---------- SOURCE RECORDS ----------
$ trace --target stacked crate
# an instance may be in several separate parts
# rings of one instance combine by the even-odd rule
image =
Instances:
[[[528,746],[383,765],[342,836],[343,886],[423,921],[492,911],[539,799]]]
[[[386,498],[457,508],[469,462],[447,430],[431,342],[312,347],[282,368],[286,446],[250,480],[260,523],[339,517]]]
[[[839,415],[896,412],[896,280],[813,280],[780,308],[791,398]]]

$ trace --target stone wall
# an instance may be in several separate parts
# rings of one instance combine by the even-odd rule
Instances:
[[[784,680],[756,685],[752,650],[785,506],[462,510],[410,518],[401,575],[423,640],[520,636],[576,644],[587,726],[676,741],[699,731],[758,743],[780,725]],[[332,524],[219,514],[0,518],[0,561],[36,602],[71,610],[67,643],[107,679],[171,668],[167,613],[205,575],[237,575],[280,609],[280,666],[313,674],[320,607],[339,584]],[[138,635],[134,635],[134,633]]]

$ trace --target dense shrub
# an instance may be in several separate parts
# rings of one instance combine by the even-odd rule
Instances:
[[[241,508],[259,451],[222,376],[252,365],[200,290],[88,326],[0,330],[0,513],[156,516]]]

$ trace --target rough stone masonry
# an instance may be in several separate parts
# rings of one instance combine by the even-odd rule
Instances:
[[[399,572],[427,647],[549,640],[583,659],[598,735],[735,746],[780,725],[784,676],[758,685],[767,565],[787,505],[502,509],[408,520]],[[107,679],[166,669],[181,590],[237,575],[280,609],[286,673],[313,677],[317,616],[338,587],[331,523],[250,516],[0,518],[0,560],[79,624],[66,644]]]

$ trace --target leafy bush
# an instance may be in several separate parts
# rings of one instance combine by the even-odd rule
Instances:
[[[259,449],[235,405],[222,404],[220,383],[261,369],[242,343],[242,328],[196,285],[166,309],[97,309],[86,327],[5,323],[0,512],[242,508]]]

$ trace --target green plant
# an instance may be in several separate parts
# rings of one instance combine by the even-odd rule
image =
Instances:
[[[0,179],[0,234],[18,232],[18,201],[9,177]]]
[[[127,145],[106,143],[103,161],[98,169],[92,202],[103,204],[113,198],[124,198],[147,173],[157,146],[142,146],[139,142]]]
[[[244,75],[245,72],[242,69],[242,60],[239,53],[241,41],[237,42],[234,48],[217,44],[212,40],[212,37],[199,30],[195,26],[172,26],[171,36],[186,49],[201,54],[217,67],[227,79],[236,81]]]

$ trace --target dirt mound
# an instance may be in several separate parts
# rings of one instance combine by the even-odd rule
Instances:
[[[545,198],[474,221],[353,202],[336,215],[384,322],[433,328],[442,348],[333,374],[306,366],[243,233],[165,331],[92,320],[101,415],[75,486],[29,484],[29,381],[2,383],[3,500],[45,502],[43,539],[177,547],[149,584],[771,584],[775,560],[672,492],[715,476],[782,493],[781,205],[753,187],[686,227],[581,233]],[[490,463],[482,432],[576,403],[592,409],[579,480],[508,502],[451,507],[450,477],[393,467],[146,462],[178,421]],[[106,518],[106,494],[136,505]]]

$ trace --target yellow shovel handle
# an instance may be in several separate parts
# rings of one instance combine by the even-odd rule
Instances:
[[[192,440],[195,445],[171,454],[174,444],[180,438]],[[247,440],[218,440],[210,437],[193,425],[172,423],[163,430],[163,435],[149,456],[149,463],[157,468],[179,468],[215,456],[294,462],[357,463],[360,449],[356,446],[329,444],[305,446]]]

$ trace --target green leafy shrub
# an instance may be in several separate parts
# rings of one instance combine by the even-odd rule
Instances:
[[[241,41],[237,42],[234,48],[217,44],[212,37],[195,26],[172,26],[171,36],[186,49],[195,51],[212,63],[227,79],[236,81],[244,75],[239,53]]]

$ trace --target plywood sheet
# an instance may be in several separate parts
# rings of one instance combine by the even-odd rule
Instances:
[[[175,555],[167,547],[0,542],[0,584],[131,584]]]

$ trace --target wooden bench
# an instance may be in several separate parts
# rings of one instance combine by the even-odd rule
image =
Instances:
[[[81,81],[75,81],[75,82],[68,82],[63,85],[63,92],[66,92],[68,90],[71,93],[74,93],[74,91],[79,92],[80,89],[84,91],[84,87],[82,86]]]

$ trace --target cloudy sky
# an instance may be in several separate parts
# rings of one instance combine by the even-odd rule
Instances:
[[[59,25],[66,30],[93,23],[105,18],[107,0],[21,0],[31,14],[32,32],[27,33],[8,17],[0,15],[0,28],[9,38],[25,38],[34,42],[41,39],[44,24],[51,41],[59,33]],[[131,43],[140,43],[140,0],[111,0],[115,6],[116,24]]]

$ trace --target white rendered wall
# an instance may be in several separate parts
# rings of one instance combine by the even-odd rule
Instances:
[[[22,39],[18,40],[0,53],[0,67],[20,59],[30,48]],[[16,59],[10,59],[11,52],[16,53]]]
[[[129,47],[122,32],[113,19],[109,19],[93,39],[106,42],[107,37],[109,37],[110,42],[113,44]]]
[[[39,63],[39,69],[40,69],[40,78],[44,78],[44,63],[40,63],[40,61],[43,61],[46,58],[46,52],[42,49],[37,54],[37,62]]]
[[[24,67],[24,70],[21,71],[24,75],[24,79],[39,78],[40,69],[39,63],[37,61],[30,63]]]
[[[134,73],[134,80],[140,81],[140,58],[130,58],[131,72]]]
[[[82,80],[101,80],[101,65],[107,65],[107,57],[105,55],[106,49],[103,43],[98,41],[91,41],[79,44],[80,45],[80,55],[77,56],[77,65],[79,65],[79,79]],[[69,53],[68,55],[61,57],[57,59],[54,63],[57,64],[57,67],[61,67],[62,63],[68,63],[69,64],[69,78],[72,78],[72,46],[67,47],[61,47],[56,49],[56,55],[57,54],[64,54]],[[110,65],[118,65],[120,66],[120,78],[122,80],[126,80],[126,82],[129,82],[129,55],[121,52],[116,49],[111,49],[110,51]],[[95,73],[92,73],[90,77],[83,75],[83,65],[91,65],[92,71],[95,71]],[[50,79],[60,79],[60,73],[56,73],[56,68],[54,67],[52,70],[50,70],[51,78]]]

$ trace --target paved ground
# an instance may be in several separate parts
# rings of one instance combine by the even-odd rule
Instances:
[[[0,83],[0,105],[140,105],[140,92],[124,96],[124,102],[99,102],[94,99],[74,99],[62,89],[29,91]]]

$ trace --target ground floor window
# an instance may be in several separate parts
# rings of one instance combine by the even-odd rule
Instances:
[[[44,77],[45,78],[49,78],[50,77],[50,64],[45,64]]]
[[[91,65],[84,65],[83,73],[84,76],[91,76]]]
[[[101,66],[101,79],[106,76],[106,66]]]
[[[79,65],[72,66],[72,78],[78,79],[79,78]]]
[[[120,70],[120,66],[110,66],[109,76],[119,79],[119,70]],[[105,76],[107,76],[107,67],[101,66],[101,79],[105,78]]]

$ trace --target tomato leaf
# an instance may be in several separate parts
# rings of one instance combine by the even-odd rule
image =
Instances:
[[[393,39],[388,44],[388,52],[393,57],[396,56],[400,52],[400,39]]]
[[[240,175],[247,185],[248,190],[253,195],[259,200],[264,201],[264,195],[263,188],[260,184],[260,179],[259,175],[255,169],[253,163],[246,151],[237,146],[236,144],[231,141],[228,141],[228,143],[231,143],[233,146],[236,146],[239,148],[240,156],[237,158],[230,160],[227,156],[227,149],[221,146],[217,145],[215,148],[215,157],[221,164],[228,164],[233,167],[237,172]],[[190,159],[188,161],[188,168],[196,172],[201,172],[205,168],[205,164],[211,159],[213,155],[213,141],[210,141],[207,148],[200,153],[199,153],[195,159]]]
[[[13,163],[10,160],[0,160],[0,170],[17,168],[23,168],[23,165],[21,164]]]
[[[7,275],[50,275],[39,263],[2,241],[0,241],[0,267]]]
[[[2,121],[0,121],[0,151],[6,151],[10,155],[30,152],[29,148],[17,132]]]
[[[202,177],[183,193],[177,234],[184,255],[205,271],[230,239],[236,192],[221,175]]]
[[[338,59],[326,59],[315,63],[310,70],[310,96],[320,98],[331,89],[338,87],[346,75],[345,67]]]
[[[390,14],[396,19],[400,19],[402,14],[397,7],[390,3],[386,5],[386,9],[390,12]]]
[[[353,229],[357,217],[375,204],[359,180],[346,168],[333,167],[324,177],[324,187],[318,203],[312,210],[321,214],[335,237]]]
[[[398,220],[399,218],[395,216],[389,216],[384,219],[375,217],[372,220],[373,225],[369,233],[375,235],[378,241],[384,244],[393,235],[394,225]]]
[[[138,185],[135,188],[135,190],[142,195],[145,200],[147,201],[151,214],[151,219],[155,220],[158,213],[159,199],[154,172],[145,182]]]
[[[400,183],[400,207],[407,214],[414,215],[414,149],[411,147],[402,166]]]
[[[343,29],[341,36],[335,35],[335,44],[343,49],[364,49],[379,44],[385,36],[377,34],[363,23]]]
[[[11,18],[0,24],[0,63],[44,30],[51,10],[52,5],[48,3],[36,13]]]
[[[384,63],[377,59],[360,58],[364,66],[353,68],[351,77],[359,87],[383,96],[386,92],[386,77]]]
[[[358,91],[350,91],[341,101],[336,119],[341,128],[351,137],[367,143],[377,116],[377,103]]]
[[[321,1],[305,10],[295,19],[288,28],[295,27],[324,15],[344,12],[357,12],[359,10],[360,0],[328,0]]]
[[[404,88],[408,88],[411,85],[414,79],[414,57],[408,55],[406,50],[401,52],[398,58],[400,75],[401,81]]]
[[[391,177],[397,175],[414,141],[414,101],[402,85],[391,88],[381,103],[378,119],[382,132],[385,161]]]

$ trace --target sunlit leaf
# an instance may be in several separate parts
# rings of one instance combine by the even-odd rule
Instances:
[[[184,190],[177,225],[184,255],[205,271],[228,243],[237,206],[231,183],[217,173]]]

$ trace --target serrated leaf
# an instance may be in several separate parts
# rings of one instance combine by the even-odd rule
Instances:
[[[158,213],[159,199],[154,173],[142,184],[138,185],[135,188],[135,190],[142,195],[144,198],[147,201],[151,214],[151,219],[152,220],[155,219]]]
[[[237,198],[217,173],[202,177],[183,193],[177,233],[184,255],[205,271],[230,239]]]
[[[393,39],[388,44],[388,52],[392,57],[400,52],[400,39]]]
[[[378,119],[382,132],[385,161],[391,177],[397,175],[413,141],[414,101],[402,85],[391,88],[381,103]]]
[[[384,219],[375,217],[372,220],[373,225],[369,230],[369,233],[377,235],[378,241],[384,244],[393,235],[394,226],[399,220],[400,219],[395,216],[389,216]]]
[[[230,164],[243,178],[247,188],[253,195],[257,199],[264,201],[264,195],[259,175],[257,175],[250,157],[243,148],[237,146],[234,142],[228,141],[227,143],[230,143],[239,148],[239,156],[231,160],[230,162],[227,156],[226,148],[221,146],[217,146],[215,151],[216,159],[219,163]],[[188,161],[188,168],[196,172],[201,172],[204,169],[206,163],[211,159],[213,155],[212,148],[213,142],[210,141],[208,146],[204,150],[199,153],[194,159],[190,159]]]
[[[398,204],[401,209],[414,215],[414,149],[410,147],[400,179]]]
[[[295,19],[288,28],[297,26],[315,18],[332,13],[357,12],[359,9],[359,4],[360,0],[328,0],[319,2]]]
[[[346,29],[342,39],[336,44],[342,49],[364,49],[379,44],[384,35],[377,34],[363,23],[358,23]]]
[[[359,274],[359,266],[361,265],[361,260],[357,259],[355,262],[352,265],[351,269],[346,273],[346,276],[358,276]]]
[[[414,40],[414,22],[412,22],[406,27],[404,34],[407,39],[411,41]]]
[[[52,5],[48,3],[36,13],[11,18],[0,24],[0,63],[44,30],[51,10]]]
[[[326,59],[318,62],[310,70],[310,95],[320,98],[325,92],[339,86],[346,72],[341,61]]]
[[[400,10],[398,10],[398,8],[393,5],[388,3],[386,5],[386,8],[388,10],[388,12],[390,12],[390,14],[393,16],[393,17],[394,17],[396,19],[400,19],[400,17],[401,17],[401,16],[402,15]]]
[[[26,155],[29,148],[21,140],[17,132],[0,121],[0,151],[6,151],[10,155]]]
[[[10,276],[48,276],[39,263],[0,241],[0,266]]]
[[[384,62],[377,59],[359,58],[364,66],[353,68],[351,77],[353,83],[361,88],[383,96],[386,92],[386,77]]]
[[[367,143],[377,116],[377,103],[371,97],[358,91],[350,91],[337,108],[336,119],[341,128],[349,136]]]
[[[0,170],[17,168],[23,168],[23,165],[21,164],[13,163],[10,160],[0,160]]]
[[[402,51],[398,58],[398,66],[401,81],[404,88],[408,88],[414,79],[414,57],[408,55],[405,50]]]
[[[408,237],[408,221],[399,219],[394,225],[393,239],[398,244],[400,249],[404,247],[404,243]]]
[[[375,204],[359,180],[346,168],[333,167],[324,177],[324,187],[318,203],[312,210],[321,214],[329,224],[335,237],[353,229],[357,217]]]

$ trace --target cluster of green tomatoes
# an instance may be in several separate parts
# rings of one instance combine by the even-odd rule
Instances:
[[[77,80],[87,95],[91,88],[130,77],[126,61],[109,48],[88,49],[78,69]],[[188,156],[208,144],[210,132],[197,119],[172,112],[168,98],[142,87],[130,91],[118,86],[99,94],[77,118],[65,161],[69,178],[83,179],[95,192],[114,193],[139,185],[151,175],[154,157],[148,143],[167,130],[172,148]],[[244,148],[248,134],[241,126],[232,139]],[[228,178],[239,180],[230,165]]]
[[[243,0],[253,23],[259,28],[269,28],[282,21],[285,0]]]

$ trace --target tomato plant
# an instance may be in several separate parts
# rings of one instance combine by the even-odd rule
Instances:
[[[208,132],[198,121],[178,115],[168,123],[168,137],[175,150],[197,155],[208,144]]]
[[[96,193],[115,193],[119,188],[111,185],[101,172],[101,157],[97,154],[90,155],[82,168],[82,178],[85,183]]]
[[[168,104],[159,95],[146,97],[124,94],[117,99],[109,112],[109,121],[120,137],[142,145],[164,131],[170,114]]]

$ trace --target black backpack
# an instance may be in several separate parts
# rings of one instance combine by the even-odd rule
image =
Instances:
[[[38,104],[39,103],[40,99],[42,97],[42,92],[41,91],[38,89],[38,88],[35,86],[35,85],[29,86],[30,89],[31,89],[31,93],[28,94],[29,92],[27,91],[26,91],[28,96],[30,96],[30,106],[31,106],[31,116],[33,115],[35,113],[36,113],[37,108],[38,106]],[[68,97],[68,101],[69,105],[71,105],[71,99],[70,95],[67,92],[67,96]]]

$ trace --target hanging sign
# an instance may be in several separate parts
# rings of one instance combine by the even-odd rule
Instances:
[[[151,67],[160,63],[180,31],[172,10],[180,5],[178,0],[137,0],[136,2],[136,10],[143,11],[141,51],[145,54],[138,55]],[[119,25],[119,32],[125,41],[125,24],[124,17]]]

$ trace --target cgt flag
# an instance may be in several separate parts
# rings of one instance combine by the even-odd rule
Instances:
----------
## EXERCISE REQUIREMENTS
Repeat the lines from the one containing "--target hanging sign" through the end of the listing, exactly and without any other lines; both ends are included.

## REPLY TO THE TASK
$ trace --target hanging sign
# an instance may be in several separate parts
# rings of one instance combine by the even-odd rule
Instances:
[[[151,67],[160,63],[180,31],[172,10],[180,5],[178,0],[137,0],[136,2],[136,10],[143,11],[141,51],[145,54],[138,55]],[[119,25],[119,32],[125,41],[125,24],[124,17]]]

$ trace --target cgt flag
# an instance may be in several separate parts
# rings of one instance combine by the even-odd rule
Instances:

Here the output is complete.